DATA EXTRACT:
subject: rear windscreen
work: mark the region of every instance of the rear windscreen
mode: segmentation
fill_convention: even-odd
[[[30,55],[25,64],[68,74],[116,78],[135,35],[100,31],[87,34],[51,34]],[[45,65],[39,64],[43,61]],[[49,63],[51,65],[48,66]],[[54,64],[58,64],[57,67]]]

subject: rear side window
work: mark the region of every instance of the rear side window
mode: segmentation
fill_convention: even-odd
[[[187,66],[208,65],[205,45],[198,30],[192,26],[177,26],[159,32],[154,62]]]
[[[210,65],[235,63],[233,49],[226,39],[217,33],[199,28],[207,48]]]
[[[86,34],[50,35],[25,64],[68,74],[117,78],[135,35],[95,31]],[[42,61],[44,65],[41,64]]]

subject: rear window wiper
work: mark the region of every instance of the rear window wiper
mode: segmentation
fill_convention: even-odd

REQUIRED WORK:
Edit the data above by replacing "rear side window" with "back side window" wherever it appears, leaving everything else unchanged.

EXPECTED OUTPUT:
subject: rear windscreen
work: mark the region of every instance of the rear windscreen
mode: segmentation
fill_convention: even-odd
[[[30,55],[25,64],[68,74],[116,78],[135,35],[100,31],[87,34],[51,34]],[[45,65],[39,64],[43,61]],[[49,63],[51,65],[48,66]],[[54,64],[58,64],[57,67]]]

subject: back side window
work: mark the region of every instance of the back side window
mode: segmentation
fill_convention: even-odd
[[[187,66],[208,65],[205,45],[198,30],[192,26],[177,26],[159,32],[154,62]]]
[[[210,65],[235,63],[233,49],[226,39],[217,33],[199,28],[207,48]]]
[[[86,34],[50,35],[25,64],[68,74],[117,78],[135,35],[95,31]],[[42,61],[44,65],[41,64]]]

subject: rear window wiper
work: mark the region of every instance of the rear window wiper
mode: segmentation
fill_convention: even-odd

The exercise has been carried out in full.